## Task statement
Lines before the one containing "soil? Mark that spot." are left out; that line and all after it, through the end of the records, must be transcribed exactly.

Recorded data
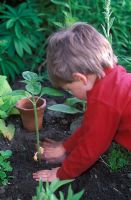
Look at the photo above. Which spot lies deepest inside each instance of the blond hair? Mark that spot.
(80, 48)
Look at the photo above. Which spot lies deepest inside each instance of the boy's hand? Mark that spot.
(46, 175)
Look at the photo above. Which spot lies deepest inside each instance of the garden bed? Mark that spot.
(98, 182)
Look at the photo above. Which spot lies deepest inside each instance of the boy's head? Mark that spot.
(80, 48)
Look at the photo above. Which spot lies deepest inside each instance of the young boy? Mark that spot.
(81, 60)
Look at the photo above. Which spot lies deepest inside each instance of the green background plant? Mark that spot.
(20, 28)
(48, 192)
(8, 99)
(5, 166)
(118, 158)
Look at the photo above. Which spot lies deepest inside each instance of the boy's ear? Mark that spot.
(80, 77)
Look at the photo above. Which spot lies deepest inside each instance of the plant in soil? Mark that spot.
(118, 159)
(48, 192)
(34, 92)
(33, 87)
(5, 166)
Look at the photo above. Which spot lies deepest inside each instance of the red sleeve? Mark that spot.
(98, 130)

## Written solution
Look at the photo above. Which spot lies deepest inside each instance of the plant in soil? Mark that spot.
(118, 159)
(48, 192)
(34, 92)
(33, 87)
(5, 166)
Look at the photo above. Which spot lies deepest inside each instance of the red sleeve? Mark that spot.
(98, 130)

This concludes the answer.